● TASKS FOR THIS EXERCISE
A - In the article on Henry Ford Health System's triage letter, condense the paragraph beginning "And currently, it is only part" into a short bulleted list that keeps its main facts.
B - Pick up the article on Henry Ford Health System's triage letter after its final sentence and keep writing.

● DOCUMENT TEXT
● ● ● ● ●

This story was updated March 27 at 9:15 am.
A draft letter outlining which patients would be prioritized if Henry Ford Health System runs out of ventilators or Intensive Care Unit beds, was leaked on social media Thursday night.
This is a kind of “worst case scenario” letter, a spokesperson said in response, and the kind of planning that’s "standard with most reputable health systems."
And currently, it is only part of Henry Ford's emergency response planning, the spokesperson says; it's not an active policy at this point. Michigan Radio spoke with multiple frontline healthcare providers at Henry Ford, who were unanimous that they are not yet at the point of needing to make triage decisions, they haven't seen this letter distributed to patients, and administrators haven't talked to them yet about having to implement such a policy.
But the letter outlines a sobering scenario: a major healthcare system informing patients and their families warning some patients will be "very unlikely to survive" even with critical treatment, and "treating these patients would take away resources for patients who might survive."
“Patients who have the best chance of getting better are our first priority,” the letter reads. “Patients will be evaluated for the best plan for care, and dying patients will be provided comfort care.”
Some of the conditions that could make a patient ineligible for critical care are “severe heart, lung, kidney or liver failure; terminal cancer; or severe trauma or burns.”

● ● ● ● ●

● RECORDS SUPPLIED

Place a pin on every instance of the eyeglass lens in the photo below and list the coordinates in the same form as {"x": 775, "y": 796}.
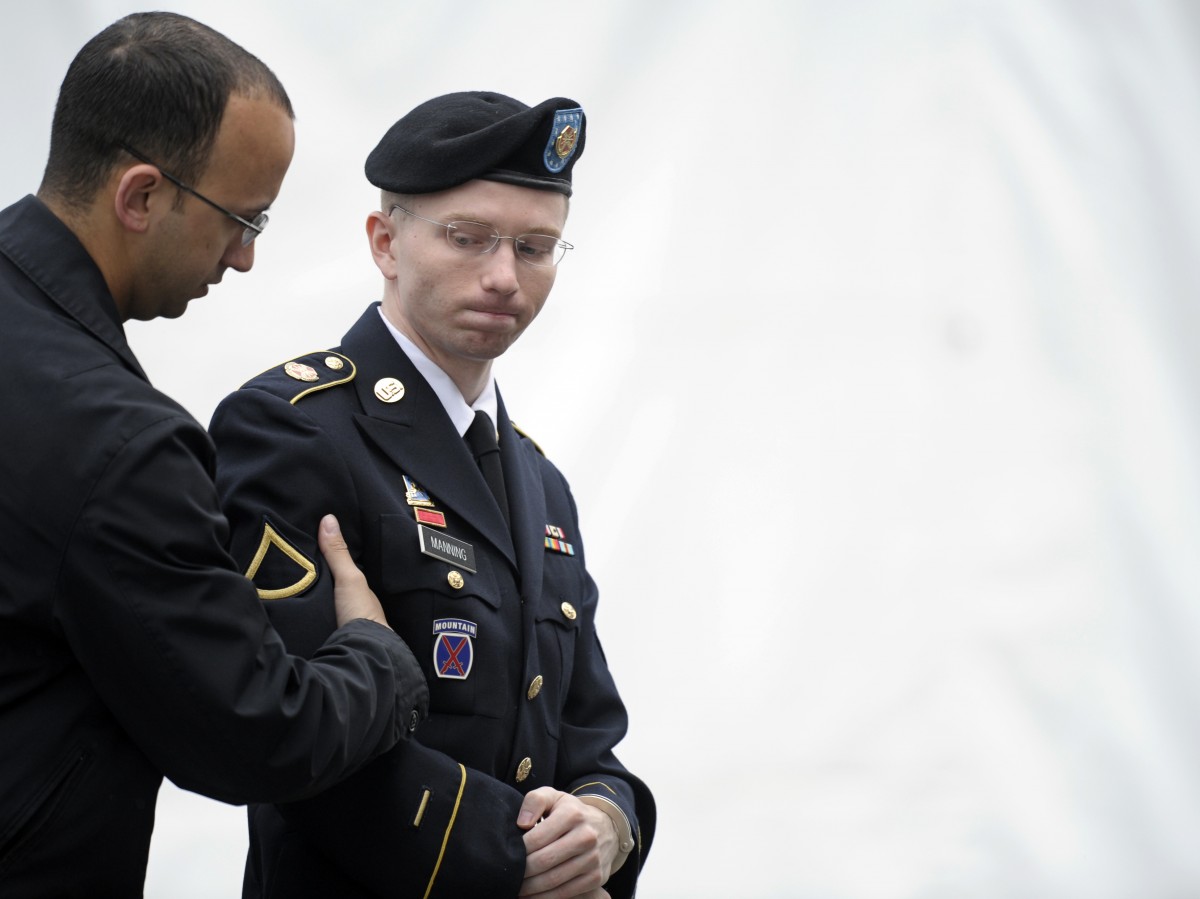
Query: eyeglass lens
{"x": 533, "y": 249}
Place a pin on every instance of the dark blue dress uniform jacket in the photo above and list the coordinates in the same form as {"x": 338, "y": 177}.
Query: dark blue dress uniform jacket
{"x": 437, "y": 815}
{"x": 131, "y": 646}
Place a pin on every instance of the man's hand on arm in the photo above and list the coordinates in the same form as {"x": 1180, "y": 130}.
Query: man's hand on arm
{"x": 570, "y": 846}
{"x": 352, "y": 595}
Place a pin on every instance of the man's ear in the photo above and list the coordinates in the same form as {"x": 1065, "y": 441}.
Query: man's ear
{"x": 132, "y": 199}
{"x": 379, "y": 235}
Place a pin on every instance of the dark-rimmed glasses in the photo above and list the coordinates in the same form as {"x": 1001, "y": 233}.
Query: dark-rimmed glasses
{"x": 540, "y": 250}
{"x": 252, "y": 229}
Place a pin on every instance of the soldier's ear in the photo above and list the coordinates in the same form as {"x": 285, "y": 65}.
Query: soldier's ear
{"x": 381, "y": 235}
{"x": 137, "y": 195}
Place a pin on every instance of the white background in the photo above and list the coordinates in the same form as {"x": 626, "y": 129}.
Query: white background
{"x": 874, "y": 375}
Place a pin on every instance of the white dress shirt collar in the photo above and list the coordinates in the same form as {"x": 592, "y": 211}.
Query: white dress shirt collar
{"x": 460, "y": 412}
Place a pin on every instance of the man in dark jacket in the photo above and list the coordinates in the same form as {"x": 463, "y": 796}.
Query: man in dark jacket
{"x": 131, "y": 646}
{"x": 473, "y": 545}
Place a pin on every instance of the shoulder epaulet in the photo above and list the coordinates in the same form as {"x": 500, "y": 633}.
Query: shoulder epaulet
{"x": 527, "y": 437}
{"x": 305, "y": 375}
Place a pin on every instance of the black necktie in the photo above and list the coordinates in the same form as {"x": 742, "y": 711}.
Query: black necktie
{"x": 480, "y": 438}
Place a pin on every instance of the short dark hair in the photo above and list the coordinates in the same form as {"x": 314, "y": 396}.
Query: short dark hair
{"x": 157, "y": 82}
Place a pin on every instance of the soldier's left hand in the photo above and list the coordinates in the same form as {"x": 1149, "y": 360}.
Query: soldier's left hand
{"x": 570, "y": 846}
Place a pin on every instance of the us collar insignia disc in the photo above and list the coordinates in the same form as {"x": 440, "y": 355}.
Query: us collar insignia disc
{"x": 300, "y": 371}
{"x": 414, "y": 495}
{"x": 389, "y": 390}
{"x": 453, "y": 649}
{"x": 448, "y": 549}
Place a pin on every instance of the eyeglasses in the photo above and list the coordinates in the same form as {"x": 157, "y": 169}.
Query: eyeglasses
{"x": 252, "y": 229}
{"x": 541, "y": 250}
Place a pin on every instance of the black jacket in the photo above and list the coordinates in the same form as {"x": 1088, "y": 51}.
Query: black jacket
{"x": 503, "y": 625}
{"x": 130, "y": 643}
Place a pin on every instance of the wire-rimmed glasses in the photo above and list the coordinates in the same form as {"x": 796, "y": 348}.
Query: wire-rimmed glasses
{"x": 540, "y": 250}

● ● ● ● ●

● ANSWERS TO THE TASKS
A -
- According to a spokesperson, the letter is only part of Henry Ford's emergency response planning and is not an active policy.
- Michigan Radio spoke with multiple frontline healthcare providers at Henry Ford, who unanimously said:
  - They are not yet at the point of needing to make triage decisions.
  - They have not seen the letter distributed to patients.
  - Administrators have not talked to them about implementing such a policy.

B -
It also warns that patients who do get ventilators or ICU care "may have these treatments stopped if they do not improve over time...This decision will be based on medical condition and likelihood of getting better."
Late Thursday night, Henry Ford Health System released a statement attributed to Dr. Adnan Munkarah, EVP & Chief Clinical Officer:
“With a pandemic of this nature, health systems must be prepared for a worst case scenario. Gathering the collective wisdom from across our industry, we carefully crafted our policy to provide critical guidance to healthcare workers for making difficult patient care decisions during an unprecedented emergency. These guidelines are deeply patient focused, intended to be honoring to patients and families. We were pleased to share our policy with our colleagues across Michigan to help others develop similar, compassionate approaches. It is our hope we never have to apply them and we will always do everything we can to care for our patients, utilizing every resource we have to make that happen.”
Editor's note: Henry Ford Health System is one of Michigan Radio's corporate sponsors.